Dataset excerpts
☆ ☆ ☆

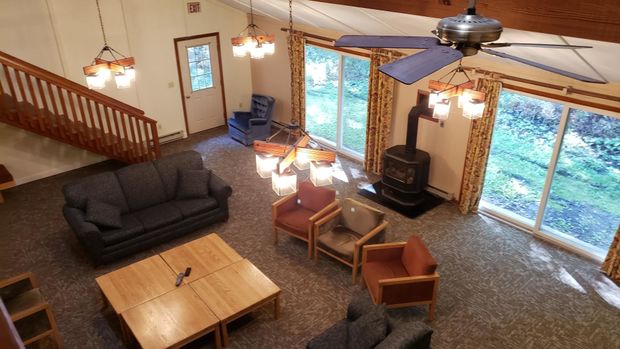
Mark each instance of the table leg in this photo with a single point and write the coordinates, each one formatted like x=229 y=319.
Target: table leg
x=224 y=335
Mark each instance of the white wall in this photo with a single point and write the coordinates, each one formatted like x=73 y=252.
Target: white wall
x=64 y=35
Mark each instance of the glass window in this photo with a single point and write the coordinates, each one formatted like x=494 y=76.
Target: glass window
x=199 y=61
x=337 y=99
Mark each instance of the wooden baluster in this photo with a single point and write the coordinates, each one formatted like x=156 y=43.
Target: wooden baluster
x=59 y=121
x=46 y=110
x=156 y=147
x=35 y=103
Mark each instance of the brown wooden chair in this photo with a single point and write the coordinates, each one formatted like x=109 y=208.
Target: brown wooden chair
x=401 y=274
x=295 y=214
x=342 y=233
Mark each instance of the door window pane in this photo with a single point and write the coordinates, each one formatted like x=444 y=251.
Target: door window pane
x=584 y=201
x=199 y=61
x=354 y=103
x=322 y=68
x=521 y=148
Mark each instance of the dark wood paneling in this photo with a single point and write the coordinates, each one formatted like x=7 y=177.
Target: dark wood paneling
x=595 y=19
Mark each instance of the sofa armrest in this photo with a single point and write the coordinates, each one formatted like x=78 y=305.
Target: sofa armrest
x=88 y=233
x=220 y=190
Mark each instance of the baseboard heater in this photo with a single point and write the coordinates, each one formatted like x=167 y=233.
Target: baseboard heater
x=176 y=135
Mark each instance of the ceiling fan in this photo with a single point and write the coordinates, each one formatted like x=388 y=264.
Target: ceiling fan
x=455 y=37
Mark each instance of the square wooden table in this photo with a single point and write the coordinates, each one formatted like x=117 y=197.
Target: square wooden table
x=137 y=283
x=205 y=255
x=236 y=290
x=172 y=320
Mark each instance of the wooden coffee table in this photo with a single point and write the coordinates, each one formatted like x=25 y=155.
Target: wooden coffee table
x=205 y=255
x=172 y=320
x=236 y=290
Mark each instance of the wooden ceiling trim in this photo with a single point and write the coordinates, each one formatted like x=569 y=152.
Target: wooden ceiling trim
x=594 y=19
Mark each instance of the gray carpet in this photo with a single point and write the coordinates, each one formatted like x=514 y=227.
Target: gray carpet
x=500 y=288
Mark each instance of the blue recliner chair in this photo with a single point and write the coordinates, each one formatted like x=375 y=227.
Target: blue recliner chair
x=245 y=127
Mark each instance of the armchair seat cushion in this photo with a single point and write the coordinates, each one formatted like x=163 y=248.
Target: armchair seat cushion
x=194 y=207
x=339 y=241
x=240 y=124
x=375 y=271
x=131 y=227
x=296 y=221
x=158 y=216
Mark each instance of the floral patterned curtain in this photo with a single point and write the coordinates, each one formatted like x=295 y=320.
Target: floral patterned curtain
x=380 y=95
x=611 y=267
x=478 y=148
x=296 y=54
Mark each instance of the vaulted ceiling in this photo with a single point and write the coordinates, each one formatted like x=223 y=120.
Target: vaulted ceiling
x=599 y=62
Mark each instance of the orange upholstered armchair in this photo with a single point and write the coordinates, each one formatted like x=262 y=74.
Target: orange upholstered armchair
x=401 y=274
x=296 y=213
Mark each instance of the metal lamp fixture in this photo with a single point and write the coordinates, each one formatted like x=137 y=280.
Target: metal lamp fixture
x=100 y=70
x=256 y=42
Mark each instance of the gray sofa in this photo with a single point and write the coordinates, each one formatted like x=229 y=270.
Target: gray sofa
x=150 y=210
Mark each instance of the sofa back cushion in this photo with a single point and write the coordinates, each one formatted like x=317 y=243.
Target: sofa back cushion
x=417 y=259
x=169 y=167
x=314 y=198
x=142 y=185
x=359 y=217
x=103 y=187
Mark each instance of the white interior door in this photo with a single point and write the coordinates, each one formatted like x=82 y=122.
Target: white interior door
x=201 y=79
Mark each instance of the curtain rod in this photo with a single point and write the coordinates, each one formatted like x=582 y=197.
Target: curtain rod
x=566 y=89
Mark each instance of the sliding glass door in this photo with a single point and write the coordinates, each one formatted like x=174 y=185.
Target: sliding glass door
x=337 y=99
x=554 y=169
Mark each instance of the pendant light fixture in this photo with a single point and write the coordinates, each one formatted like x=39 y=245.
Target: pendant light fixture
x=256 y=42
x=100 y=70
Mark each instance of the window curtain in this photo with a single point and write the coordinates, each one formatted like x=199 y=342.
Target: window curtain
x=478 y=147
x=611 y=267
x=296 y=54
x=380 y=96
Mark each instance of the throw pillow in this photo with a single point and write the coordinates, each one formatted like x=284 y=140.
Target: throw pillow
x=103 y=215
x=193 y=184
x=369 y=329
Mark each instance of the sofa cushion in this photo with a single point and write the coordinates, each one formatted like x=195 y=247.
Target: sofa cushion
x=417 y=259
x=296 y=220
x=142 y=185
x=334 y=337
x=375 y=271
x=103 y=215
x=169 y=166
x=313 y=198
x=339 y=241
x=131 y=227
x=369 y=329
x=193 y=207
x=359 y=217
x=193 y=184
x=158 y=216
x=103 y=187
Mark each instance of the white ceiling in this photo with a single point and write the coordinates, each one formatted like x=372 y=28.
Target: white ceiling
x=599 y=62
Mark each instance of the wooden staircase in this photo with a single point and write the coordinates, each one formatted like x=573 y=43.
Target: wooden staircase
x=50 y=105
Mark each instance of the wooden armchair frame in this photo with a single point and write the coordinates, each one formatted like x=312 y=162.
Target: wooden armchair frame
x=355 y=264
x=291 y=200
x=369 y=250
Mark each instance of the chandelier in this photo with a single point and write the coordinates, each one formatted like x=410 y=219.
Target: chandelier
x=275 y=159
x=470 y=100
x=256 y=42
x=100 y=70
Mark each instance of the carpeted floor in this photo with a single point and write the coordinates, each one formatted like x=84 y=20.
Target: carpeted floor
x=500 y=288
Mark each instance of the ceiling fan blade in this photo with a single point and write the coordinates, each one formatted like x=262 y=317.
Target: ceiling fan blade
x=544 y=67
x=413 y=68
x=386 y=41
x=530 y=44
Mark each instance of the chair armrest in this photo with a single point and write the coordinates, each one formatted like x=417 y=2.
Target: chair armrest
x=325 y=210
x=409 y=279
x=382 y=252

☆ ☆ ☆

> **Task objective**: Copy all the records above exactly, but leave out the pictures.

> **Result of the task**:
Mark each instance of the table leg in this photo with a single point and write the coordinates, each one formatted like x=229 y=319.
Target: table leg
x=224 y=335
Mark each instance of the white wall in this photo with a single point and write the coordinates, each one formatted like x=73 y=252.
Target: white wall
x=64 y=35
Mark each instance of the glass window in this photo with a single point and write the coordinates, each one formatted like x=494 y=76.
Target: glass window
x=199 y=61
x=337 y=99
Mark each instance of the wooden baluster in this photo with a single point and write the coordinates, each one formatted like x=156 y=43.
Target: wooden baluster
x=59 y=121
x=46 y=110
x=156 y=147
x=35 y=103
Mark each instance of the brown wooden chair in this photo with a single point and write the coordinates, each one formatted like x=109 y=208.
Target: brown wooden chair
x=401 y=274
x=295 y=214
x=342 y=233
Mark each instance of the door window pane in this photo with a single point and write the coordinates, each one formatted like x=444 y=251.
Target: door window pane
x=584 y=201
x=199 y=61
x=354 y=103
x=322 y=68
x=521 y=148
Mark each instance of the dark wood paneling in this photo with a single point and write the coordinates, each one formatted like x=7 y=177.
Target: dark wood paneling
x=595 y=19
Mark each instance of the sofa armrest in this photo with a single point and write the coordinates, each one formatted like x=78 y=305.
Target: sofa armrest
x=88 y=233
x=220 y=190
Mark each instance of the baseboard heater in this photo with a single point and write the coordinates, each one formatted like x=167 y=233.
Target: baseboard heater
x=176 y=135
Mark each instance of the ceiling fan in this photo with a single point and write the coordinates, each one formatted like x=388 y=264.
Target: ceiling fan
x=455 y=37
Mark each instance of the square wooden table in this photo with a single point and write the coordinates, each one formatted like x=117 y=197.
Target: square wooden table
x=137 y=283
x=205 y=255
x=236 y=290
x=172 y=320
Mark each instance of the wooden coffee table in this photo with a single point and write the coordinates, each one formatted like x=25 y=155.
Target: wooden coffee table
x=205 y=255
x=172 y=320
x=236 y=290
Mark each instance of the wooden ceiling trim in this photo with a single point and write the coordinates, each one formatted like x=569 y=152.
Target: wooden ceiling trim
x=594 y=19
Mark each instance of the gray carpet in this photo with a single point and write the coordinates, each one formatted like x=514 y=227.
Target: gray carpet
x=500 y=288
Mark each instance of the blue recliner chair in this photo with a single point and write the coordinates, each one formatted like x=375 y=227.
Target: blue recliner chair
x=245 y=127
Mark each instance of the armchair seat cushion in this photo with a single point and write the coordinates, each one formatted like x=163 y=248.
Target: armchair seat cushion
x=194 y=207
x=339 y=241
x=240 y=124
x=375 y=271
x=131 y=227
x=296 y=221
x=158 y=216
Mark each instance of the floral patterned curtain in this photo with a single point and write the coordinates, each one formatted like x=295 y=320.
Target: floral patterned curtain
x=380 y=95
x=611 y=267
x=478 y=148
x=296 y=54
Mark each instance of the vaulted ceiling in this photo with a single point and write the coordinates, each one formatted like x=223 y=120.
Target: vaulted ceiling
x=599 y=62
Mark each instance of the orange upholstered armchair in this photo with a single point and write the coordinates, each one formatted like x=262 y=74.
Target: orange upholstered armchair
x=401 y=274
x=296 y=213
Mark each instance of the metal lamp fixture in this photo with a single point and write the coordinates, each one formatted like x=137 y=280.
Target: metal lamp fixture
x=100 y=70
x=256 y=42
Mark each instance of the gray sofa in this photo with a single point and write the coordinates, each one formatted like x=229 y=270.
Target: gray sofa
x=150 y=210
Mark each instance of the sofa back cushion in this photo with a single point and write the coordinates, each one formatted like x=317 y=243.
Target: sofa back cushion
x=417 y=259
x=169 y=167
x=314 y=198
x=142 y=185
x=359 y=217
x=103 y=187
Mark each instance of the white interior door in this photo with a single point and write the coordinates, each one formatted like x=82 y=122.
Target: white interior door
x=201 y=79
Mark each instance of the curtain rod in this photo with a single point and write the coordinates, each one formatted like x=582 y=197.
Target: curtain rod
x=566 y=89
Mark each instance of the sliding glass door in this photo with a single point and write the coordinates, each one formatted like x=174 y=185.
Target: sliding glass door
x=337 y=99
x=554 y=169
Mark each instance of the pendant light fixture in this photo with a single point and write the coordinates, each one formatted like x=39 y=245.
Target: pendant light fixture
x=256 y=42
x=100 y=70
Mark each instance of the window curtain in this photo with a single point and write the coordinates, each one formatted like x=199 y=342.
Target: window curtain
x=478 y=147
x=611 y=267
x=296 y=54
x=380 y=96
Mark each instance of the throw pillow in this photo with a single point and write the coordinates, each one formatted like x=284 y=140.
Target: throw pillow
x=103 y=215
x=193 y=184
x=369 y=329
Mark each instance of the sofa cushion in this photo with a single point and write the coordinates, each one formatted like x=195 y=247.
Target: sofa cushion
x=417 y=259
x=296 y=220
x=142 y=185
x=334 y=337
x=375 y=271
x=103 y=215
x=169 y=166
x=313 y=198
x=339 y=241
x=131 y=227
x=369 y=329
x=193 y=207
x=359 y=217
x=193 y=184
x=158 y=216
x=103 y=187
Mark each instance of the white ceiling in this photo with a single point and write the coordinates, each one formatted like x=372 y=28.
Target: white ceiling
x=599 y=62
Mark each instance of the wooden staircase in this photo with a single point and write the coordinates, each one formatted like x=573 y=43.
Target: wooden staircase
x=50 y=105
Mark each instance of the wooden armchair frame in this photo with a single point and write the coordinates, each one formatted like x=312 y=162.
Target: wooden armchair frame
x=355 y=264
x=291 y=200
x=369 y=250
Mark each instance of the chandelier in this photo with a single point and write the coordinates, each one formatted like x=410 y=219.
Target: chandelier
x=275 y=159
x=470 y=100
x=256 y=42
x=100 y=70
Mark each instance of the carpeted floor in this photo with a single point and write the coordinates, each one formatted like x=84 y=20.
Target: carpeted floor
x=500 y=288
Mark each instance of the ceiling fan blade in this photo with a single point and write the coordinates, each one formatted like x=262 y=317.
Target: ceiling fan blade
x=544 y=67
x=413 y=68
x=386 y=41
x=530 y=44
Mark each instance of the chair armrest in this photo with a single point and write the coordinates, each one formatted like x=417 y=2.
Target: chair armrest
x=325 y=210
x=409 y=279
x=382 y=252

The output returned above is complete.